*WRITTEN PROBLEM*: Print verbatim every line starting at the one that contains "the white folding" and ending at the final line of the records; include both endpoints.

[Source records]

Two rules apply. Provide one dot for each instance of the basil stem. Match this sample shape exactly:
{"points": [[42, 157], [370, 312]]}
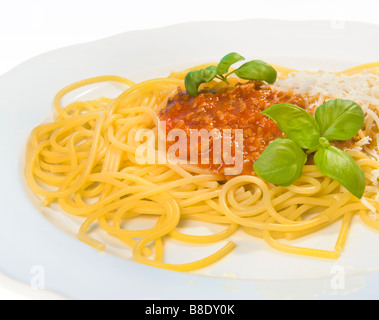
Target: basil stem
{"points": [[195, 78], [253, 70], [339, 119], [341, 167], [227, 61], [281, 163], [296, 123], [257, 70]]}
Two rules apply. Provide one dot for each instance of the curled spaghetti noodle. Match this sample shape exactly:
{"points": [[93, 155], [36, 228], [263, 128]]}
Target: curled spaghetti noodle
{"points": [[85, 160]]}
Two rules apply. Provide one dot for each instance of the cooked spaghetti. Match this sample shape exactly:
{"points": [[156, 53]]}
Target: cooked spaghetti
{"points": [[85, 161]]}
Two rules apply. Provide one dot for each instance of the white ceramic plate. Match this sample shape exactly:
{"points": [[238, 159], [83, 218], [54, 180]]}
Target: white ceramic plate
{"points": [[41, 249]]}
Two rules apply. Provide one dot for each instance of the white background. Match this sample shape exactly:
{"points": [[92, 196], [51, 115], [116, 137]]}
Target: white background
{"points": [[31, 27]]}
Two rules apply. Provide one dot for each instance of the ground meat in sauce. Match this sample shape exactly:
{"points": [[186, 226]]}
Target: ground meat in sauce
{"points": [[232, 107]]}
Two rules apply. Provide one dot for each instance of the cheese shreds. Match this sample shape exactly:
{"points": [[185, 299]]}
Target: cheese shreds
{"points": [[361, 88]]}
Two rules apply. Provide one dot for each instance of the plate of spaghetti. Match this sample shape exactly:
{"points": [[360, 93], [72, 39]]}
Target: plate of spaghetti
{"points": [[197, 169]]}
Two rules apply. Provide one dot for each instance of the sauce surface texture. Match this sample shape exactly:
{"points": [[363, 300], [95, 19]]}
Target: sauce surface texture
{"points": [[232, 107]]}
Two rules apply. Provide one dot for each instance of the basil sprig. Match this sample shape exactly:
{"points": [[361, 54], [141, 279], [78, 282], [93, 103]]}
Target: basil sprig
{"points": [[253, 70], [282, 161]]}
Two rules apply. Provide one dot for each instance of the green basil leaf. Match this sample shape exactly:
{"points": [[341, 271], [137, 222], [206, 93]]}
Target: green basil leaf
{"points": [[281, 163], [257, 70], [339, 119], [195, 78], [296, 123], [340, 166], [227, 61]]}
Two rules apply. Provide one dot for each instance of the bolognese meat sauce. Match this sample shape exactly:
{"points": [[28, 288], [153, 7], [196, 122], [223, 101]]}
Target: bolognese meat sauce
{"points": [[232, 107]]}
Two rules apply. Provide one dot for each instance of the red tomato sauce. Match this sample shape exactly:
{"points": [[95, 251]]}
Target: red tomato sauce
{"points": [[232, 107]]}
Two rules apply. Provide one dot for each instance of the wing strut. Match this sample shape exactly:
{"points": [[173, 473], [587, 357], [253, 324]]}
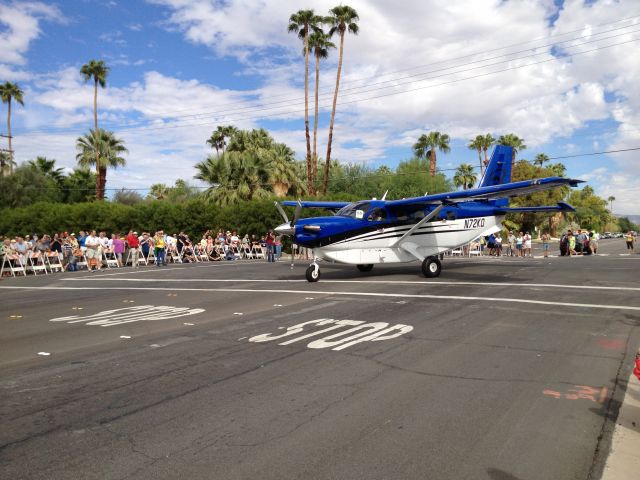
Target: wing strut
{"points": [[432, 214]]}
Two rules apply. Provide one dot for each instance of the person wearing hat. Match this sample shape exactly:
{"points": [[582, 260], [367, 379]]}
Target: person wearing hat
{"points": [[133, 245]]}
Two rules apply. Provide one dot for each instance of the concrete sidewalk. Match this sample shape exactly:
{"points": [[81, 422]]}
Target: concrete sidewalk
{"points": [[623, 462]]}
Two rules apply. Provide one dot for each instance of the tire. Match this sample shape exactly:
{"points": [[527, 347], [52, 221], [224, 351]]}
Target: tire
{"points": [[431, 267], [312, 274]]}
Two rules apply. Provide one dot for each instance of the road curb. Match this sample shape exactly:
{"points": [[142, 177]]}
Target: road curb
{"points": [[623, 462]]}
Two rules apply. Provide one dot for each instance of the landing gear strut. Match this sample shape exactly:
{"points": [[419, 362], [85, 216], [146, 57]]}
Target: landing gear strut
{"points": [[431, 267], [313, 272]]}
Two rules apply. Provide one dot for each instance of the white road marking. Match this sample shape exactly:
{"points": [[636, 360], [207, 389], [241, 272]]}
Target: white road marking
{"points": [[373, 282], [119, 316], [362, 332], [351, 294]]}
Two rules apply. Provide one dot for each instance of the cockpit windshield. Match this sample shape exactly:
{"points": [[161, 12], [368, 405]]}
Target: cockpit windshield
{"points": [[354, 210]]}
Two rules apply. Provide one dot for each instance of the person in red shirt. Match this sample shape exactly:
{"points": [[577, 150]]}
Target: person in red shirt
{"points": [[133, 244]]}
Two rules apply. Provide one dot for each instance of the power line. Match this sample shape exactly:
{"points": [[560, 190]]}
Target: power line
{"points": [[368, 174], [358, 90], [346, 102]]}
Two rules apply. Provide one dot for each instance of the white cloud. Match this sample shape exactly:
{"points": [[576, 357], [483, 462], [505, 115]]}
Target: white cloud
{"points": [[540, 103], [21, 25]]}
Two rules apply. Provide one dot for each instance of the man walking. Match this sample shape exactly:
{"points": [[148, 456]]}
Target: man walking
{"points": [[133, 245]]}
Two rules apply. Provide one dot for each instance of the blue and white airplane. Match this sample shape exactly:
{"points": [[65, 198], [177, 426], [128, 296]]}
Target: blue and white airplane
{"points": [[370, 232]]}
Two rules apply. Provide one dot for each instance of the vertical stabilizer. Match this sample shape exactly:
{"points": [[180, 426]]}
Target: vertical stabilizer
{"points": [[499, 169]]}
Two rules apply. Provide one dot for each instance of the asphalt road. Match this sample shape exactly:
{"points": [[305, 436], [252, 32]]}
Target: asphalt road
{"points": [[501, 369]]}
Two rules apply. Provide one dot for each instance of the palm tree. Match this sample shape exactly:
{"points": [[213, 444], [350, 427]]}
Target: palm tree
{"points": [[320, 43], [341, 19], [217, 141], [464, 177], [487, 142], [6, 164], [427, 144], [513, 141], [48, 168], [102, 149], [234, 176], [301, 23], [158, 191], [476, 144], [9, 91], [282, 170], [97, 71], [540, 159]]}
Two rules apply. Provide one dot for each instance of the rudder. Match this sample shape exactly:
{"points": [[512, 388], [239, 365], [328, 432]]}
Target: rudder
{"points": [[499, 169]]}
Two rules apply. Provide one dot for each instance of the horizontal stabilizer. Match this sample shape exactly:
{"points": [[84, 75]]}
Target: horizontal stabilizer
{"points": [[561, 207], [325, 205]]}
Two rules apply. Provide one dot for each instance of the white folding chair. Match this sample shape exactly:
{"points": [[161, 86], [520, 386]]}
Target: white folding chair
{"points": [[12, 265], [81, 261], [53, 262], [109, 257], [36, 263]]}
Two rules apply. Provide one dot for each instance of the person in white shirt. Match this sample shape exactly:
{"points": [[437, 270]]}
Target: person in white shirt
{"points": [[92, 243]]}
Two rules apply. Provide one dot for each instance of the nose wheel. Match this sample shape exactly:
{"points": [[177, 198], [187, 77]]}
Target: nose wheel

*TASK SOLUTION*:
Two rules apply. Provide one dot for each instance of the white folding chair. Match this sample shape exactly:
{"points": [[161, 86], [520, 386]]}
Target: white folding chair
{"points": [[12, 265], [81, 261], [53, 262], [109, 257], [36, 263]]}
Two rules apply. Provide one dot for each instance of the person in white shirt. Match this sample shape exactly:
{"points": [[437, 270]]}
Target: person in white shirt
{"points": [[92, 243]]}
Two rules apply. Provide one dot for each instance of the nose wheel. Match this sample shape exactly:
{"points": [[177, 198], [187, 77]]}
Target: nose wheel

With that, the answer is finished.